### WHAT YOU ARE ASKED TO DO
Print every entry below again. Nothing may differ from the original.

### DATA UNDER STUDY

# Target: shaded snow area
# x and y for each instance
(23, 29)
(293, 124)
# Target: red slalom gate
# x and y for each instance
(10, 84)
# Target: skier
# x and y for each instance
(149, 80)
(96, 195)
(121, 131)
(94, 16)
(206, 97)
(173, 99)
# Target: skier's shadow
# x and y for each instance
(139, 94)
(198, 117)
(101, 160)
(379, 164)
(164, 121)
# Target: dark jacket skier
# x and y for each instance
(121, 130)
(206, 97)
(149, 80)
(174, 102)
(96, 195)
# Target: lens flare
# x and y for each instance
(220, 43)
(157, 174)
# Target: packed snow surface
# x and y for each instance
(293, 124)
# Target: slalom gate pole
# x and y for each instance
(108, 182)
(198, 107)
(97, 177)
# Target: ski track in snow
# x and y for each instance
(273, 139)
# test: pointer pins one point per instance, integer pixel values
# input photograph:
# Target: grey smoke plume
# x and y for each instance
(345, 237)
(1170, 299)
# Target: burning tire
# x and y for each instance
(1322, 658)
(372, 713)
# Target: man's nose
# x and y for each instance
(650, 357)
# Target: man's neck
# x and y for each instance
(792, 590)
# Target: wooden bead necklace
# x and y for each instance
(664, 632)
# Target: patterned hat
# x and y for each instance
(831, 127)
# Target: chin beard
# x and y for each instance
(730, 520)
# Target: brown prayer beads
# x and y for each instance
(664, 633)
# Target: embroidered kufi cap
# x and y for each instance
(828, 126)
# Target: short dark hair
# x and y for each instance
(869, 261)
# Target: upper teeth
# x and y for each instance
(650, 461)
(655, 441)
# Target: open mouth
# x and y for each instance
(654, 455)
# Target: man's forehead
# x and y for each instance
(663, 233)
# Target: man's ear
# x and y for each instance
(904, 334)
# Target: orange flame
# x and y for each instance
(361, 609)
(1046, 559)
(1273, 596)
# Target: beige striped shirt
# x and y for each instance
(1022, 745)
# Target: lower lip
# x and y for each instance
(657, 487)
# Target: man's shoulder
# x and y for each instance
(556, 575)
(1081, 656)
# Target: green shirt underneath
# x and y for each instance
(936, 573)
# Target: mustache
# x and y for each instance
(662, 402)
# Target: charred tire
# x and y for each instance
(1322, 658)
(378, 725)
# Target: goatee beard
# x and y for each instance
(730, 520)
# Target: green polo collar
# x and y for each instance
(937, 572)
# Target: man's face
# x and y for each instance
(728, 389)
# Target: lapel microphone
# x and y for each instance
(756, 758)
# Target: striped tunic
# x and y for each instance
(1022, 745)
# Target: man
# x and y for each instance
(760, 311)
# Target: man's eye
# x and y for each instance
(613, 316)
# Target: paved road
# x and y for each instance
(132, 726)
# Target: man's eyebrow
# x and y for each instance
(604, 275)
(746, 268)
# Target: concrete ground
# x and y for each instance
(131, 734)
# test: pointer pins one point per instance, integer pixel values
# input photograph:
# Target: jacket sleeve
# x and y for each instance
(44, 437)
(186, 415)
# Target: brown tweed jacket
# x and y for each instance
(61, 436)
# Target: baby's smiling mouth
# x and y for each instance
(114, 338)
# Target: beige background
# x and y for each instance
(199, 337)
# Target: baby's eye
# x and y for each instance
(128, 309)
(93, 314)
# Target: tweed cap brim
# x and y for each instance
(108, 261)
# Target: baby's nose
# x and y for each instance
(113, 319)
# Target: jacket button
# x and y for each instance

### TASK ANSWER
# Target: shaded snow area
# x and y for each instance
(23, 29)
(293, 124)
# Target: red slalom gate
# x and y for each instance
(10, 84)
# Target: skier
# x and y for each instance
(149, 80)
(96, 195)
(121, 131)
(94, 16)
(206, 97)
(173, 99)
# Target: skier's shadow
# x and y for each instance
(139, 94)
(198, 117)
(101, 160)
(379, 164)
(164, 121)
# Target: dark jacket skier
# x and y for each instance
(121, 130)
(206, 97)
(149, 80)
(174, 102)
(96, 195)
# Target: lens flare
# x and y for each instance
(220, 43)
(157, 174)
# Target: packed snow surface
# x and y for each instance
(293, 124)
# Target: slalom gate pole
# x and y for each instance
(108, 182)
(198, 107)
(97, 177)
# Target: ski track in snow
# x and y for each instance
(273, 139)
# test: pointer pins one point per instance, integer pixel values
# input photograph:
# Target: grey smoke plume
# x and y for each instance
(345, 237)
(1170, 299)
# Target: burning tire
# x and y for each instance
(1322, 658)
(372, 713)
# Target: man's nose
# x and y for each instance
(650, 357)
# Target: man's neck
# x and y for each instance
(792, 590)
# Target: wooden bead necklace
# x and y for each instance
(664, 632)
# Target: patterned hat
# x and y for each instance
(831, 127)
# Target: chin beard
# x and y for each instance
(730, 520)
# Target: brown prayer beads
# x and y for each instance
(664, 633)
# Target: embroidered kufi cap
# x and y for each instance
(828, 126)
# Target: short dark hair
# x and y for each instance
(869, 261)
# Target: upper teeth
# x and y for each instance
(650, 461)
(655, 441)
# Target: open mouth
# x and y for each instance
(654, 455)
# Target: man's forehead
# x and y for each instance
(663, 233)
# Target: man's ear
# x and y for each instance
(904, 334)
# Target: orange flame
# x and y for each instance
(361, 609)
(1046, 559)
(1273, 596)
# Target: beige striped shirt
# x and y for each instance
(1022, 745)
# Target: lower lip
# x and y for each instance
(657, 487)
# Target: man's shoulder
# x and y for each instance
(556, 575)
(1081, 656)
# Target: green shirt underneath
# x and y for each instance
(936, 573)
# Target: mustache
# x and y for each instance
(662, 402)
# Target: charred tire
# x and y for each instance
(1322, 658)
(378, 725)
# Target: goatee beard
# x and y for each instance
(730, 520)
# Target: green polo collar
# x and y for each instance
(937, 572)
# Target: man's face
# x and y for each instance
(728, 389)
# Target: lapel microphone
# x and y for each instance
(756, 758)
# Target: striped tunic
# x and y for each instance
(1022, 745)
# Target: man
# x and y for each instance
(760, 311)
# Target: man's eye
# x and y for each instance
(613, 316)
# Target: paved road
# x and y for each instance
(132, 726)
# Target: man's eyebrow
# x and y for each instance
(604, 275)
(746, 268)
# Target: concrete ground
# x and y for each instance
(131, 734)
# test: pointer pins one point per instance, integer pixel values
# input photograph:
# Target: jacket sleeve
# x and y for each instance
(44, 437)
(186, 415)
# Target: brown tweed jacket
# x and y for each instance
(61, 436)
# Target: baby's smiling mouth
# x and y for each instance
(114, 338)
# Target: beige background
# x and y for each instance
(199, 337)
# Target: baby's eye
# x and y for each instance
(128, 309)
(93, 314)
# Target: tweed cap brim
# x and y for each instance
(108, 261)
# Target: baby's nose
# x and y for each instance
(113, 319)
# Target: jacket button
# x and y for each instance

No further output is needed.